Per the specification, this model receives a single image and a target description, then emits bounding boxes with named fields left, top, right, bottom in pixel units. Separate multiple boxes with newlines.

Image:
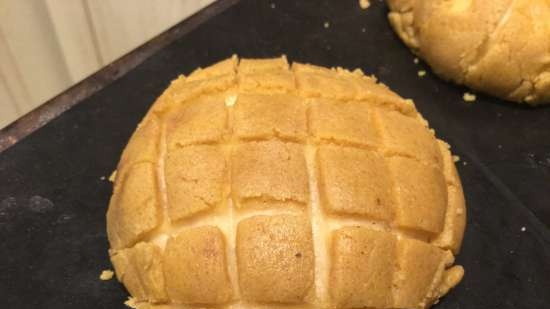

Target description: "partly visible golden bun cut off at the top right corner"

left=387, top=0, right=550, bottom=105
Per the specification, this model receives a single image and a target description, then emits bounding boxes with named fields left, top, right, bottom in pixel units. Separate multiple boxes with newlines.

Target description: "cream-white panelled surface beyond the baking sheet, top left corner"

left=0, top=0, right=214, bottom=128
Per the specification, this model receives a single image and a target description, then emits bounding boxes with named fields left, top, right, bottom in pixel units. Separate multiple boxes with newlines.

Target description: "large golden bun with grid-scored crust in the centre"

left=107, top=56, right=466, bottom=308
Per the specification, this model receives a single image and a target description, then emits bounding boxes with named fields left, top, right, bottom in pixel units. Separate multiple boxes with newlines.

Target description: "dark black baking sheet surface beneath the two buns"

________________

**What you have to do:** Word for word, please reproduce each entry above and leave out every picture.

**Expected answer:**
Per the specification, this model receives a single image and a target description, then emits bounding boxes with named fields left, top, right, bottom in pixel units. Separate multiple boxes with newlines.

Image:

Target description: "partly visible golden bun cut off at the top right corner"

left=387, top=0, right=550, bottom=105
Per the specification, this model receives a single image and a target description, then emits bounding boxes with named fields left, top, right, bottom in pixel units. Separate multiple boxes with newlines.

Target description: "cream-white panelled surface beyond the baking sheet, top left corner"

left=0, top=0, right=214, bottom=128
Per the specification, this model receives a single image and a target description, then emits bounding boxes with named fields left, top, right, bottom in pixel units. Separate multiple boxes with newlines.

Target description: "large golden bun with grid-scored crust in the centre"

left=107, top=56, right=466, bottom=308
Per the specification, this model receives a single image and a target description, then emits bounding boxes with named fields left, top, right, bottom in pixel units. Separate multiple boxes with newlines.

Target description: "dark black baking sheet surface beneath the two buns"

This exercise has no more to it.